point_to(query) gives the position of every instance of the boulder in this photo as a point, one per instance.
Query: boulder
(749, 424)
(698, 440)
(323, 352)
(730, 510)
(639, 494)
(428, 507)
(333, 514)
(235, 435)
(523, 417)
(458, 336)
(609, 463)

Your assignment:
What you return should match the entries above exactly.

Reply:
point_to(query) gives the position of every instance of the boulder in this photo as a point, one per instance.
Query: boulder
(749, 424)
(698, 440)
(323, 352)
(730, 510)
(639, 494)
(428, 507)
(333, 514)
(235, 435)
(523, 417)
(458, 336)
(609, 463)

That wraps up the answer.